ENUNCIADO DE LA TAREA » Localiza en los registros siguientes cada línea que contenga la cadena "panel" y cópiala.

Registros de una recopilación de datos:
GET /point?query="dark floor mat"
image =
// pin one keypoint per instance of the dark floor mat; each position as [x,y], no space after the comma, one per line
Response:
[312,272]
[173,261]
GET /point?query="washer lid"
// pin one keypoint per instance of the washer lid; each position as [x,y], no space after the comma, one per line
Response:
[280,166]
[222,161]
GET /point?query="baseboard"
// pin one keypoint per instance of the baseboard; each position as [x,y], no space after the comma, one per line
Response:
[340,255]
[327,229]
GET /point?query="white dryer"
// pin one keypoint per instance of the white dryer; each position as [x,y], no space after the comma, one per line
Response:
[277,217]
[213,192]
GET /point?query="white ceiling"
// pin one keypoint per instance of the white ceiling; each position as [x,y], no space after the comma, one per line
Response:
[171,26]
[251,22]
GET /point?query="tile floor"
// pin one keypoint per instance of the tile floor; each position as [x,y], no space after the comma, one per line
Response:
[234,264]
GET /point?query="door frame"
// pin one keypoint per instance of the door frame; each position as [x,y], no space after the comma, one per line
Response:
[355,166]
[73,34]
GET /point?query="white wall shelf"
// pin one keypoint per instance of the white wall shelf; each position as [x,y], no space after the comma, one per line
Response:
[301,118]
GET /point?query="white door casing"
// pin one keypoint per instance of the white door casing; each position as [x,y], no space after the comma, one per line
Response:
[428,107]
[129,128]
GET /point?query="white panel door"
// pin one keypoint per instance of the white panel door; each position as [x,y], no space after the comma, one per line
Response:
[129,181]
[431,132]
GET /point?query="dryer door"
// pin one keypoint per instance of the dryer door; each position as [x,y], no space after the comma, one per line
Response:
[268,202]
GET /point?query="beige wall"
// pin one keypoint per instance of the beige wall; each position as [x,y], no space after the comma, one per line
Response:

PROBLEMA RESUELTO »
GET /point?query="white panel door"
// pin one keypoint per instance of the white panel door; each position as [x,y], no space after the comma, one per line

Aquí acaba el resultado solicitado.